*Instructions for the task*: Rewrite the lines below, starting with the line that contains "for window pane." and going on through the line that contains "686, 326, 878, 799", keeping every line in that span and shifting each bounding-box coordinate by adding -68 to it.

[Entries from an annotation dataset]
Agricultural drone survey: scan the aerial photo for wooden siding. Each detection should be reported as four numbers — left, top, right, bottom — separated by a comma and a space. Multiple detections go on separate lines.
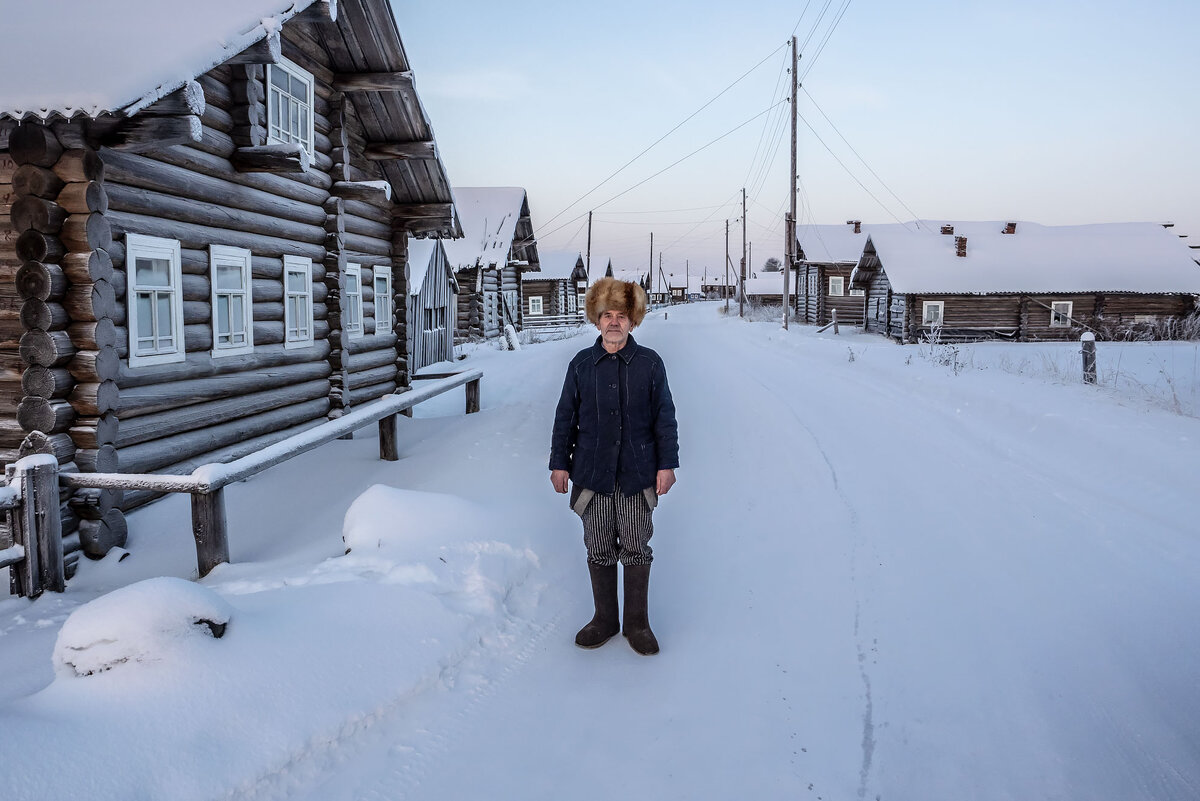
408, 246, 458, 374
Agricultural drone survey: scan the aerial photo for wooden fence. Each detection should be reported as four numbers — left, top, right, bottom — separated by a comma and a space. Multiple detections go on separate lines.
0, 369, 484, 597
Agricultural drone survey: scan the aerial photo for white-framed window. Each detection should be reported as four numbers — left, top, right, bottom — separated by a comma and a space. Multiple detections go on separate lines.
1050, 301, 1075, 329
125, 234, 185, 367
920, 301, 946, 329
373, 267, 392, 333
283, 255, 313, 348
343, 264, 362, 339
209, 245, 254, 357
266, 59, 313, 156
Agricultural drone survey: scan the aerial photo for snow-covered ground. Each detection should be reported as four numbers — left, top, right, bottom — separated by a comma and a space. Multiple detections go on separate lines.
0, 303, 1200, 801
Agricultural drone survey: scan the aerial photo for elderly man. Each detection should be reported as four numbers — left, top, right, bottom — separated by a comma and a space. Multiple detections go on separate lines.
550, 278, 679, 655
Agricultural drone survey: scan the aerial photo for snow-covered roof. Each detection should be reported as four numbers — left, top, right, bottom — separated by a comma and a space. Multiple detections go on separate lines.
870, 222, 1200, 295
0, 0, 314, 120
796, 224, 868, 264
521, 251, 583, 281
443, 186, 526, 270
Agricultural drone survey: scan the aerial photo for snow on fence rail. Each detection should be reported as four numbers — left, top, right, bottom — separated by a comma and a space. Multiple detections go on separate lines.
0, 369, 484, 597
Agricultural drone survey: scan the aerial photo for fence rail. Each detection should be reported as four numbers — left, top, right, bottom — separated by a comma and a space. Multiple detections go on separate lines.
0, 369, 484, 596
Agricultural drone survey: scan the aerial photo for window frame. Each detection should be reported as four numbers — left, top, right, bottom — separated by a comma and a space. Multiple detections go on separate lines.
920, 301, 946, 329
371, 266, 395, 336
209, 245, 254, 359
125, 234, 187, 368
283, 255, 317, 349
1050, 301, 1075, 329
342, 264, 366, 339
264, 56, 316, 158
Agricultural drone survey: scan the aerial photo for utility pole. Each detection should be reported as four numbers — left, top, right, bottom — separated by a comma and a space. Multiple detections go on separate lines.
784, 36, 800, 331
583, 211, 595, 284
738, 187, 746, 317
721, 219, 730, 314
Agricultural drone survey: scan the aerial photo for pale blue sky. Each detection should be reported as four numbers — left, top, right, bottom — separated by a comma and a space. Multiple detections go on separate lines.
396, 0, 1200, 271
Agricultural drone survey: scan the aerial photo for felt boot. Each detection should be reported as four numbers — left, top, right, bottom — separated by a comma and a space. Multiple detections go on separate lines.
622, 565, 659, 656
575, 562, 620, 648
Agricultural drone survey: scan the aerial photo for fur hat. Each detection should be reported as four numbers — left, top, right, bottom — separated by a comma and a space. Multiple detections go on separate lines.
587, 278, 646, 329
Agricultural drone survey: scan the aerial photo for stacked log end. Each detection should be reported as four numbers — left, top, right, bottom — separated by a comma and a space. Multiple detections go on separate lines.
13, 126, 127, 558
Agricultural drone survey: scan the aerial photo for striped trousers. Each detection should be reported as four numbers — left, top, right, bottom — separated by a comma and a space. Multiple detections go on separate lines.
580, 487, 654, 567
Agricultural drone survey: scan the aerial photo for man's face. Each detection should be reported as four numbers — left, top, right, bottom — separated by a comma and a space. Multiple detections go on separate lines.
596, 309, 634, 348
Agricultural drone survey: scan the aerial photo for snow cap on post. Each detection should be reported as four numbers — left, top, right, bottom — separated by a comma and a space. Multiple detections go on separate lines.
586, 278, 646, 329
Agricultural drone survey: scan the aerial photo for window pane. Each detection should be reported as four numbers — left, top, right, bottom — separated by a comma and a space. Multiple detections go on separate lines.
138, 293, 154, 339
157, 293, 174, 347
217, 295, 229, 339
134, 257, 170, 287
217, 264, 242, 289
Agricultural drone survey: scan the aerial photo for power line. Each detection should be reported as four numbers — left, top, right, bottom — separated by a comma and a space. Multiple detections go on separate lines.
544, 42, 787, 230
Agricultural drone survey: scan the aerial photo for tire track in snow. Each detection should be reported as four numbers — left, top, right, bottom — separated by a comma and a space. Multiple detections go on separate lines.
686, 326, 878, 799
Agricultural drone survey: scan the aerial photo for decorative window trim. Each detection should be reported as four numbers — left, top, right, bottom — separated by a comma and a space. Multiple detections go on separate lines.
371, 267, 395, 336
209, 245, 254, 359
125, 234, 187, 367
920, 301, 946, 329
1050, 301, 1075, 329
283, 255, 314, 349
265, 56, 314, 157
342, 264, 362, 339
...
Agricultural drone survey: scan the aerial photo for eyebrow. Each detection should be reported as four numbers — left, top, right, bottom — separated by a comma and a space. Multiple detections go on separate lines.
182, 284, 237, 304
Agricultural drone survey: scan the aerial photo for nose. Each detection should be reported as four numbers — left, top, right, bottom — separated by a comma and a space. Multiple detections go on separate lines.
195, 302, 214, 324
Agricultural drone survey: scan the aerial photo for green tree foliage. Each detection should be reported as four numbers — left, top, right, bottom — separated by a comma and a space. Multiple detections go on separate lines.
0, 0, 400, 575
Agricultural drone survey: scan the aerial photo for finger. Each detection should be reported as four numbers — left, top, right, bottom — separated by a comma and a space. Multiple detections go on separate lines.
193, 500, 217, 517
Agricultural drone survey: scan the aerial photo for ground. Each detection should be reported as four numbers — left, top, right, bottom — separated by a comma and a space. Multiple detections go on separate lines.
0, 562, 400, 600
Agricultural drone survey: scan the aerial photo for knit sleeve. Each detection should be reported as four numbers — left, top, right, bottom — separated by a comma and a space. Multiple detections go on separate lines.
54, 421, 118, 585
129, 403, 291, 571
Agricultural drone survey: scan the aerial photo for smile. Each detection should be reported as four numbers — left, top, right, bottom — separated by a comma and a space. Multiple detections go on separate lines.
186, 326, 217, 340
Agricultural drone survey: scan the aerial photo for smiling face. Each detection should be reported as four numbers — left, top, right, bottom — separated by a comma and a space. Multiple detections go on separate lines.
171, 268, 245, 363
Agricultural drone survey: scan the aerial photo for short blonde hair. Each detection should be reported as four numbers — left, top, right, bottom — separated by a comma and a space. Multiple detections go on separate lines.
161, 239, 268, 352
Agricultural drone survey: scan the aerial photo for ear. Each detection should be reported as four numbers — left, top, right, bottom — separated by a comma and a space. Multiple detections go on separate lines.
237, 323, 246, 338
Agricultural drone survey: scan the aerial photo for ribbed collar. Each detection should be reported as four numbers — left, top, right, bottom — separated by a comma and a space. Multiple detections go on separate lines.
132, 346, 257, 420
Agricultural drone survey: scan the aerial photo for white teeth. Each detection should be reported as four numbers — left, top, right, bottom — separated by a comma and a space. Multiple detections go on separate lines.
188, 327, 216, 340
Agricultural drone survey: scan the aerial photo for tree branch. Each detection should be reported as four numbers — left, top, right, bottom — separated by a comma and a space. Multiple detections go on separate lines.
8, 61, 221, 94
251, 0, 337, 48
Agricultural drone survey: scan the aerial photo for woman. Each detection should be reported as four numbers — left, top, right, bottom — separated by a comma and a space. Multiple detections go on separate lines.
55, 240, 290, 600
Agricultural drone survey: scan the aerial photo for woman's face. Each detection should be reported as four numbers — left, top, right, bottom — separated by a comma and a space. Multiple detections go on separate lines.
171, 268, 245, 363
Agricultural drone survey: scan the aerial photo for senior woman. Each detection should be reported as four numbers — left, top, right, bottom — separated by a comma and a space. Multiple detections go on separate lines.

*Exercise output*:
Agricultural drone survey: scan the aerial photo for window pane. Each detection should be reported as four numbers — left, top, right, bottom — separated by a comma and a space. Multiple detections go on separate lines.
70, 225, 86, 271
89, 225, 106, 279
149, 227, 161, 271
66, 189, 102, 219
149, 196, 174, 221
Agricultural drone survey: scan the aerial photo for power line. Each detection should be reported as four numbers — left, top, right, bottom — separated by a comma and a space. Multiple detections go on separate lines.
476, -26, 719, 162
Agricultural drone survey: scan the aerial photo for tire track in snow. Each detection should be reported as four numbers — left, top, right, bottom — separated by a comma and a space. Multiple detections go on separate lines.
618, 258, 810, 731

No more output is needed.